Please copy the lines below word for word, leaving out the pictures.

Saved entries:
○ ○ ○
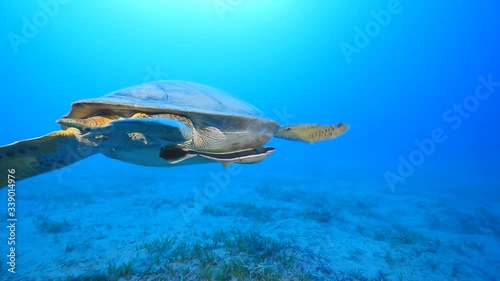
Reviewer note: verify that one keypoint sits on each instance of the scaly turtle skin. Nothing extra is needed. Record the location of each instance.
(162, 123)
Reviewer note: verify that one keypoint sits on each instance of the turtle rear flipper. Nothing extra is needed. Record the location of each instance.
(311, 132)
(43, 154)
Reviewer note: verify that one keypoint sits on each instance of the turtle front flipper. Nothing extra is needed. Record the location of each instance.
(43, 154)
(311, 132)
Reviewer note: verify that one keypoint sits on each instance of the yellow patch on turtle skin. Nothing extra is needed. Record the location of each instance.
(39, 155)
(138, 137)
(94, 121)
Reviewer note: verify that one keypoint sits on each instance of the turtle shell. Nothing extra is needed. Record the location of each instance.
○ ○ ○
> **ANSWER**
Reviewer note: verify that one keypoint sits on each instance of the scaly turtle skin. Nothing extra is needed. Record the location of each instance.
(162, 123)
Reviewer note: verify that one keypoint sits on each instance of the turtle rear flipper. Nothing extra is needed. Record the location of each instance.
(311, 132)
(43, 154)
Reviewer note: verify that one keypoint sits on each instance of the turtle front flipper. Nothing extra is needed. Record the location of each instance.
(43, 154)
(311, 132)
Reviewer note: verify that one keypoint sits on each instance of the yellow patch on turtle skin. Nothing extra is needed. Record the location of each instance.
(39, 155)
(138, 137)
(94, 121)
Reviewer note: verify that one keypoint sits on each instance of the turtle shell. Nothing extra is needed. Record the location of each instance.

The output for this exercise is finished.